_TASK 1_: Translate this sentence from the heart development article into Spanish: "Trabeculae are sheet-like structures inside the heart that increase surface area to support blood flow while the coronary system is still forming."
_TASK 2_: Condense the paragraph of the heart development article that begins "Heart morphogenesis, or development of the heart" into a shorter version that keeps its main facts.
_TASK 3_: From the heart development article, print the stretch from "Heart morphogenesis, or" through "smooth and firm.".

_DOCUMENT EXCERPT_:
Wu will focus on tiny tube-like structures, called signaling bridges, discovered by his team. These structures help cells communicate over long distances during the heart’s formation.  

Heart morphogenesis, or development of the heart, starts early in pregnancy, around the third week after conception. While it develops in utero, so can heart diseases. In previous research Wu found the absence of a certain gene, called Itgb1, may cause inability in the developing heart to maintain its shape and develop normally, causing a spongy heart, so called because the lower left chamber of the heart appears thick and spongy instead of smooth and firm. 

Cell communication

During heart development, effective communication between two critical layers—the myocardium, the outer muscle layer, and the endocardium, the inner lining—is essential for proper formation. Though the two layers are separated by a soft, jelly-like layer, their communication is crucial, especially for forming the inner ridges, called trabeculae. Trabeculae are sheet-like structures inside the heart that increase surface area to support blood flow while the coronary system is still forming.

Heart courtesy GETTY Images
During heart formation effective communication between cells is critical. GETTY Images
Professor Mingfu Wu
University of Houston Associate Professor of Pharmacology Mingfu Wu discovered signaling bridges, which help parts of the forming heart communicate.

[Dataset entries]
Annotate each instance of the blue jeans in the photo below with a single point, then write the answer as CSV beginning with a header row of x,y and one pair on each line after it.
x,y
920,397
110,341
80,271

_EXERCISE ANSWER 1_: Las trabéculas son estructuras en forma de lámina dentro del corazón que aumentan la superficie para favorecer el flujo sanguíneo mientras el sistema coronario aún se está formando.

_EXERCISE ANSWER 2_: Heart morphogenesis begins early in pregnancy, around the third week after conception, and heart diseases can develop in utero along with it. In earlier research, Wu found that the absence of the gene Itgb1 may prevent the developing heart from keeping its shape and developing normally. This can cause a spongy heart, in which the lower left chamber looks thick and spongy instead of smooth and firm.

_EXERCISE ANSWER 3_:
Heart morphogenesis, or development of the heart, starts early in pregnancy, around the third week after conception. While it develops in utero, so can heart diseases. In previous research Wu found the absence of a certain gene, called Itgb1, may cause inability in the developing heart to maintain its shape and develop normally, causing a spongy heart, so called because the lower left chamber of the heart appears thick and spongy instead of smooth and firm.